» Your task
Search the records for the string "mustache" and copy every line where it turns up.

****************************************

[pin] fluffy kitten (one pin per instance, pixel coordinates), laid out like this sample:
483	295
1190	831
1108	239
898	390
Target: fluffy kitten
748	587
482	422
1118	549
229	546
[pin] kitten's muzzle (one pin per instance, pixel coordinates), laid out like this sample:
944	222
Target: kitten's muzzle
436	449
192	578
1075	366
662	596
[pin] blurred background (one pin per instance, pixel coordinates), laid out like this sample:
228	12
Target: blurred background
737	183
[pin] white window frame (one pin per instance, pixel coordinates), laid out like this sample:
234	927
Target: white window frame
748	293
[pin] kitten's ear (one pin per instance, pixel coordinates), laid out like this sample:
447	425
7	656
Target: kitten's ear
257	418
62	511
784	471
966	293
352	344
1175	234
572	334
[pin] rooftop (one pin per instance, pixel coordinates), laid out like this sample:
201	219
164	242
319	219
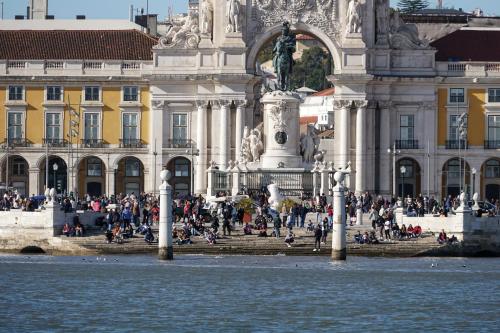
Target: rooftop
76	44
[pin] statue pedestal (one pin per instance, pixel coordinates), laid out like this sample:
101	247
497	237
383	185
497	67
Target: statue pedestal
281	130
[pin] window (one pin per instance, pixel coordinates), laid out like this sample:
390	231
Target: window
407	127
130	126
130	94
92	94
494	95
94	167
54	93
179	128
181	168
494	128
457	95
18	167
132	167
493	169
16	93
52	125
91	126
15	125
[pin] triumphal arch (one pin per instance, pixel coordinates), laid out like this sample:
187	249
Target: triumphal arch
206	68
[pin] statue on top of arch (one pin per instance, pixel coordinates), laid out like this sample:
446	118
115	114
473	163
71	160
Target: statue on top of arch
283	56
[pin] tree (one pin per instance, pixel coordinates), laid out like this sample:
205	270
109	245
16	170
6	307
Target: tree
311	69
408	6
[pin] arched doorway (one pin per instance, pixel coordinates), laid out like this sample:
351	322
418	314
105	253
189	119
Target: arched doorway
181	170
91	177
16	174
129	176
453	178
490	179
57	175
408	184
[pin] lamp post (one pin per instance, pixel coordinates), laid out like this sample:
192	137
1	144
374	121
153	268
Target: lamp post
394	153
55	167
473	171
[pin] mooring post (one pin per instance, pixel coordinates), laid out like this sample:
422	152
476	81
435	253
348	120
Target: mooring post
165	242
338	232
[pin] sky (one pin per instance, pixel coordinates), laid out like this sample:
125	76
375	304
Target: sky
119	9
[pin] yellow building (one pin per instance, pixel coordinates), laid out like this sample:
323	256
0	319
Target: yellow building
91	117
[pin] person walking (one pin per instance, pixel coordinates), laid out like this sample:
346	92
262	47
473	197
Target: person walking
318	233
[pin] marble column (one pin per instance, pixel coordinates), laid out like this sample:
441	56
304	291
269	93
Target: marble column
360	146
240	123
225	133
200	184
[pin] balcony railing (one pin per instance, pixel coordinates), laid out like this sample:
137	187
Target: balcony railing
16	142
456	144
492	144
180	143
55	142
406	144
131	143
92	143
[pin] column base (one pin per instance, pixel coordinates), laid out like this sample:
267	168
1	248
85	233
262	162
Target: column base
166	253
339	254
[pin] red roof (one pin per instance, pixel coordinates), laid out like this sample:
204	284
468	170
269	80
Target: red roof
469	45
326	92
75	44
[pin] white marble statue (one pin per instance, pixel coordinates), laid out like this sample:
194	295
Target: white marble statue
308	144
233	15
206	17
275	197
354	21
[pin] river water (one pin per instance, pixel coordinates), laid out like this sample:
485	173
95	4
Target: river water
248	294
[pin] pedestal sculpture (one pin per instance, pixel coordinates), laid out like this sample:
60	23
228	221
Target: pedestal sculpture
281	130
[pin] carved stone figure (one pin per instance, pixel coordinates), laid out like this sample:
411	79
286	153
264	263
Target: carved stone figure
405	36
233	16
354	22
206	17
308	144
183	33
283	60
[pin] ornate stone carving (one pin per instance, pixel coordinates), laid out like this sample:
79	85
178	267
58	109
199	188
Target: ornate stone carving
184	33
309	144
321	14
354	17
233	10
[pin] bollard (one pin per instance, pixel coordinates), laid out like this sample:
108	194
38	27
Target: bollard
165	242
338	232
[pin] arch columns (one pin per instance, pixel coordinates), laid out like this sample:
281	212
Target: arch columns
200	184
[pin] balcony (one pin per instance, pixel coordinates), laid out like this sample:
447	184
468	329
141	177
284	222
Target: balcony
131	143
180	143
456	144
92	143
406	144
51	142
16	142
492	144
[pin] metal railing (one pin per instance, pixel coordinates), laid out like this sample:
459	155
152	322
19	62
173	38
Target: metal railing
92	143
456	144
406	144
492	144
55	142
180	143
131	143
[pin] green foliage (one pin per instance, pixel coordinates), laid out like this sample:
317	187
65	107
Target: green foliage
247	205
311	69
408	6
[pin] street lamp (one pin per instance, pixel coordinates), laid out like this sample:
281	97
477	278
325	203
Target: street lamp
394	153
55	167
473	171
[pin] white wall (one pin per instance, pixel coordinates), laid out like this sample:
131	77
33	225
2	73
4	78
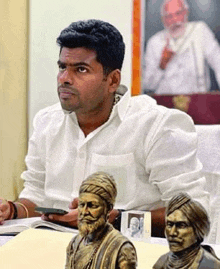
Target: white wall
47	19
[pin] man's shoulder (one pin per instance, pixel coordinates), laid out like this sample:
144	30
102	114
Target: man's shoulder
209	261
157	36
145	104
198	25
160	263
49	111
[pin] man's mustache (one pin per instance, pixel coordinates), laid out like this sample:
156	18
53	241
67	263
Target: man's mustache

****************************************

» Response to the task
[pin] man's mustache (one pin per instance, pixel coordinates), laid out like this sample:
Target: man's mustache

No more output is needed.